Задание 1
Выберите из приведенных ниже строк все, где встречается слово "road". Регистр букв имеет значение.
____
По оценке такого авторитета международной политологии, как Джованни Сартори, «мультикультурализм означает расчленение плюралистического общества на замкнутые подгруппы» и в конечном счете ставит под угрозу политическую модель и идентичность Европы [3]. Правда, его книга «Плюрализм, мультикультурализм и чужеземцы», в отличие от большинства работ мэтра, так и не была опубликована на английском языке. В начале 2000-х годов вышли лишь итальянское и испанское издания (позже книгу перевели в Чехии и в Румынии, но не в Западной Европе!), и упоминание о ней непросто разыскать даже в Википедии. В Италии и Испании она имела бесспорный резонанс, тогда же там против мультикультурализма высказались целый ряд и других известных социологов, философов и политиков [4]. Во Франции на серьезные теоретические изъяны этой концепции обращал внимание именитый социолог Мишель Вевьорка. В Британии на протяжении последних 15 лет периодически появлялись эскпертные доклады и авторитетные заключения о непригодности мультикультурализма. В том числе с таким заявлением в 2004 выступил не кто иной, как сам глава Комиссии по расовому равенству, мусульманин, член Лейбористской партии Тревор Филлипс [5]. Задолго до 2010 г. о провале и вреде мультикультурализма уже говорили публично и А.Меркель, и Д.Кэмерон в качестве лидеров своих партий. Правда, сколько-нибудь широкого звучания тогда их выступления не получили, оставшись достоянием узкой заинтересованной аудитории.
____
Задание 2
Перечислите всех людей, которые названы по имени во фрагменте о мультикультурализме.

[Фрагменты данных с разметкой точками]
____
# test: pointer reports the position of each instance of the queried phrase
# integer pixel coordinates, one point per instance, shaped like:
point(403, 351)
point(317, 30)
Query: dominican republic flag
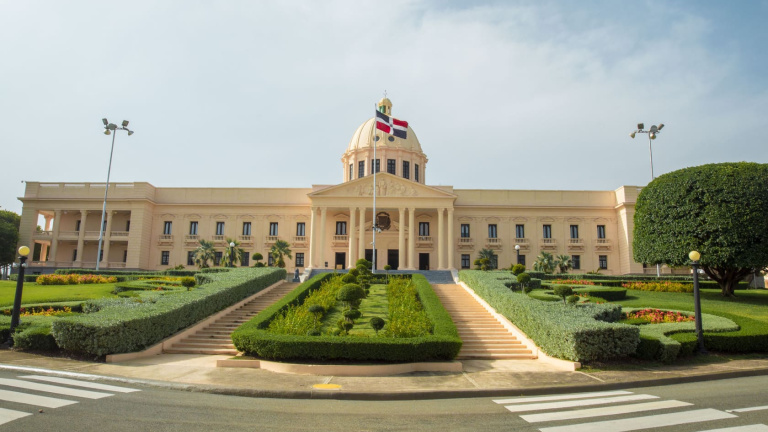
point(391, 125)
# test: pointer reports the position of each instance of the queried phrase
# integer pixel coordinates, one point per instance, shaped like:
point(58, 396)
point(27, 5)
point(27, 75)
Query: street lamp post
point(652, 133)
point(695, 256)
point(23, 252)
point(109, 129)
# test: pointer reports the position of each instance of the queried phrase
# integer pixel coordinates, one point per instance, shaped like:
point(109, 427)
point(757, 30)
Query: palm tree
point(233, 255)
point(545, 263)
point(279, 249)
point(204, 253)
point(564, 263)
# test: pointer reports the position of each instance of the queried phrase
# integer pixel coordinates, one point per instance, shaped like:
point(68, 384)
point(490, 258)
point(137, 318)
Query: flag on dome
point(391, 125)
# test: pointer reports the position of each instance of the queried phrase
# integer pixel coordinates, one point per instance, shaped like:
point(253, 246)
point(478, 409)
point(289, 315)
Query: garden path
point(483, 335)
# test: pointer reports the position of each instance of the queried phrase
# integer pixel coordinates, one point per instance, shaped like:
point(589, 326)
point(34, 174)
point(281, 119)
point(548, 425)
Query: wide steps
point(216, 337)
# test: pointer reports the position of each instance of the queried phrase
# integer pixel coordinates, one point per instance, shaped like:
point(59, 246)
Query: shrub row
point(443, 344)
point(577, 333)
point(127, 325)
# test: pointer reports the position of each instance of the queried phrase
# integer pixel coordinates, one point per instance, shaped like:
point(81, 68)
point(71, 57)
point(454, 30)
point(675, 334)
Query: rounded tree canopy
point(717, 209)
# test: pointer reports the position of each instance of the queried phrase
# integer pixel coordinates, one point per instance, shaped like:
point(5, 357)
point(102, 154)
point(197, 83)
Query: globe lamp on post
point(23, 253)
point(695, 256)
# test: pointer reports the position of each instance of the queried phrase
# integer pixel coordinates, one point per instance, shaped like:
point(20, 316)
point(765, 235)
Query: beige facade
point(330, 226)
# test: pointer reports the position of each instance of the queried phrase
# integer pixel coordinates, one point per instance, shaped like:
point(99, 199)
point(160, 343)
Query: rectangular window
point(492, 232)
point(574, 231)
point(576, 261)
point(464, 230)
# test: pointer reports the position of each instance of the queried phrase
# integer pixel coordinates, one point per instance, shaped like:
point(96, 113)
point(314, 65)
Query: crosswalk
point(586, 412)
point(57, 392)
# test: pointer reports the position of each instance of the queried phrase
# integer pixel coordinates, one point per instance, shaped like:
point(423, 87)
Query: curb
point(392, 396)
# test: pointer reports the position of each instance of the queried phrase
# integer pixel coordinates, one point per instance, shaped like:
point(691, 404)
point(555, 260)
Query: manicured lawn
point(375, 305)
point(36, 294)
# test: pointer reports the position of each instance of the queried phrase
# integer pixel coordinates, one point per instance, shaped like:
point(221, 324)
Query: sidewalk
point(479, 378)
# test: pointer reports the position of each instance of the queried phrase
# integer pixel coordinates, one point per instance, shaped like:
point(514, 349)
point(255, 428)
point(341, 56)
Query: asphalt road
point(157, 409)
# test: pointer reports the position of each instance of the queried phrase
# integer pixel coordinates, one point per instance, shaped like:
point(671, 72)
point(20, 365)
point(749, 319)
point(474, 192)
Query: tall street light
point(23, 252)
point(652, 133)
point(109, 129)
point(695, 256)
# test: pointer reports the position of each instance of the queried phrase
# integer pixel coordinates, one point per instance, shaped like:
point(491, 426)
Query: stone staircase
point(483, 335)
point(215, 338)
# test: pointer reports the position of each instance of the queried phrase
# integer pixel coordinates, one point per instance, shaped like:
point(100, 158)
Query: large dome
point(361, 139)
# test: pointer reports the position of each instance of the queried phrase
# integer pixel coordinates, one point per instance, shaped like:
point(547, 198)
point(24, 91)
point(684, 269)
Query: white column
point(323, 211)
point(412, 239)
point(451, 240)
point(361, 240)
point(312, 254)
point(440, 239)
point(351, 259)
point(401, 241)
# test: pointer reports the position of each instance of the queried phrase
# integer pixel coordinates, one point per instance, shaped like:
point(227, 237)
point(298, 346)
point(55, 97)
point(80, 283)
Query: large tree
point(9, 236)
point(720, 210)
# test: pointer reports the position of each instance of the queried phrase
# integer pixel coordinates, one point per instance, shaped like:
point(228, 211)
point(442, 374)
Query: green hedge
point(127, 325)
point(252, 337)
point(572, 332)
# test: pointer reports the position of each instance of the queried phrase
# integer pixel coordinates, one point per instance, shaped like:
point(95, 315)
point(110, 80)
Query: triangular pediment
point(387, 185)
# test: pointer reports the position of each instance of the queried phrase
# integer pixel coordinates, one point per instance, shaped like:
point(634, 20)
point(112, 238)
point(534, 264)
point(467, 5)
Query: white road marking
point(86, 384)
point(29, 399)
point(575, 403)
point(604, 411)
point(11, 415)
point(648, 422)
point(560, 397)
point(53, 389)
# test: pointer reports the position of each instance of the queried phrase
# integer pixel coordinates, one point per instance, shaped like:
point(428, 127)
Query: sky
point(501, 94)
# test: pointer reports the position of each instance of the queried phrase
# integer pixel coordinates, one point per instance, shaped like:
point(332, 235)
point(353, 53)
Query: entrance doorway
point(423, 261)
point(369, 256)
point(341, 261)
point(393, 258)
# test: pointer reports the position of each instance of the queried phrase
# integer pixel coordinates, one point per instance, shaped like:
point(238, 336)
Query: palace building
____
Ответ к заданию 1
Query: asphalt road
Query: white road marking

Ответ к заданию 2
Джованни Сартори, Мишель Вевьорка, Тревор Филлипс, А.Меркель, Д.Кэмерон